* Natural language region descriptions

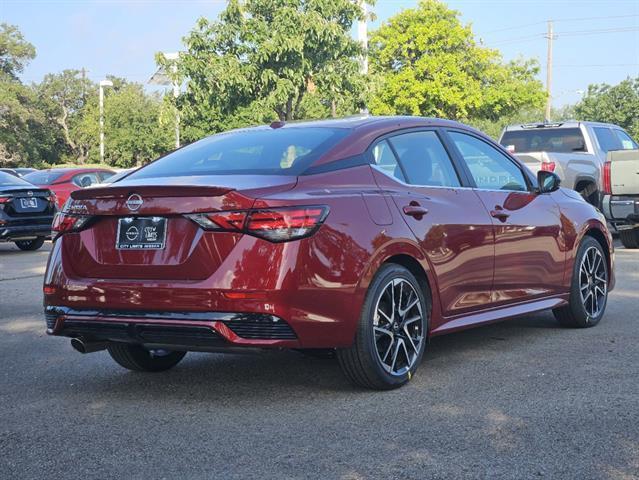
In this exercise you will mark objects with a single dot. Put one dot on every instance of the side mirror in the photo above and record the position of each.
(548, 181)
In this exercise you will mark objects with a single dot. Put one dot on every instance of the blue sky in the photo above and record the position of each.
(120, 37)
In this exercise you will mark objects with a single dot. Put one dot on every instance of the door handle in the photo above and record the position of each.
(499, 213)
(415, 210)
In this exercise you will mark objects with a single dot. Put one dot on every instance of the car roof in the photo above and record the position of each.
(358, 121)
(561, 124)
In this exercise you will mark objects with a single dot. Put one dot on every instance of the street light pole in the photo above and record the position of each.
(103, 83)
(160, 77)
(362, 35)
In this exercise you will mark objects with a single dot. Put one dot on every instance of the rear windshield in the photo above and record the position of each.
(8, 180)
(285, 151)
(43, 178)
(558, 140)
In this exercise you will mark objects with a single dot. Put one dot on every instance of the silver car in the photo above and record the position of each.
(576, 151)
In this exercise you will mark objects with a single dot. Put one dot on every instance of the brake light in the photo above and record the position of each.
(66, 223)
(273, 224)
(607, 181)
(548, 166)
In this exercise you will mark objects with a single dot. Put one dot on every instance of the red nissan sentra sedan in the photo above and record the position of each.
(365, 236)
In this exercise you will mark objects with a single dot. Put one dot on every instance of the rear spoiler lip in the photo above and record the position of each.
(116, 191)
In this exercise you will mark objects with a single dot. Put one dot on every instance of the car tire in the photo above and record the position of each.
(30, 245)
(589, 287)
(629, 238)
(366, 363)
(139, 359)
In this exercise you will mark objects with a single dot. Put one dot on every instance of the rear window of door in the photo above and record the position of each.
(557, 140)
(490, 168)
(85, 179)
(627, 143)
(386, 161)
(424, 160)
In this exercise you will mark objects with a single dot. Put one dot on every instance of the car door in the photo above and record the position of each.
(450, 224)
(529, 260)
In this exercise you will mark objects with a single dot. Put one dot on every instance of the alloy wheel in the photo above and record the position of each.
(398, 324)
(593, 282)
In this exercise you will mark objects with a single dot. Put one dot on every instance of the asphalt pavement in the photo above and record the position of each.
(517, 400)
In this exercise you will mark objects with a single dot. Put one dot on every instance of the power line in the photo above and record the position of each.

* Work item
Once the pictures are removed, write out all of the entries above exactly.

* Result below
In this exercise you will mark objects with a single dot. Put one dot on every instance of the side mirror in the photo above and record the position of each.
(548, 181)
In this exercise you will mark objects with a single dot. Put one dot on every instance of the blue sky in the photo above and record the position of each.
(120, 37)
In this exercise you will mark objects with a single dot. Put one dot on every instance of the door handle in the photo above and record the position of each.
(499, 213)
(415, 210)
In this exercise you will mark objects with a single dot. Put one dot on every instance of the car roof in the photo above and record the position of each.
(358, 121)
(561, 124)
In this exercise you will mark objects with a single dot. Put one dot on every instance of the street light pole in the photo above and record the position of each.
(103, 83)
(160, 77)
(362, 35)
In this exercise you will mark objects with a single dot. Put one dot on every instance of the rear windshield in the photo above and record the position of each.
(8, 180)
(285, 151)
(43, 178)
(558, 140)
In this exercise you will mark objects with a single dot. Put one dot on every instance of the silver car in the photo above and record the position of each.
(576, 151)
In this exercise you will mark objects with a single dot. Put one dot on every instance of the brake light in the photo above and record the position of each.
(66, 223)
(273, 224)
(607, 181)
(548, 166)
In this exercise you will mark objects with a single dot. Put one dot on every instance of the red nissan sentra sedan in the photo above and record the position of each.
(365, 236)
In this exercise you will mark objects with a single dot. Put one dot on every instance of the rear spoiler lip in the photo above and record the position of each.
(116, 191)
In this exercise you will mark objects with a single dot. Put one dot on every instance of the car tire in the photo above and record the position of each.
(30, 245)
(589, 287)
(629, 238)
(366, 363)
(139, 359)
In this exercise you will mark objects with a single dot. Put one dot on every instance of the rear window of door in the photo above and record the position of each.
(557, 140)
(490, 168)
(85, 179)
(627, 143)
(386, 161)
(424, 160)
In this exercise you will mark objects with a single dot. Put one dot on every instance of the car door in the photo above and record the position of each.
(450, 224)
(529, 260)
In this exercise you will mark objects with a single dot. Put one dot on every instance of the alloy wheel in the photo above and record the position of each.
(398, 324)
(593, 282)
In this exercise you will mark objects with a single dot. Put one dot on every instance of the asphalt pavement in the photo above and record the position of each.
(517, 400)
In this exercise you will mark objects with a single dot. Put one dot on every instance of the power line in the photo above and record the position of each.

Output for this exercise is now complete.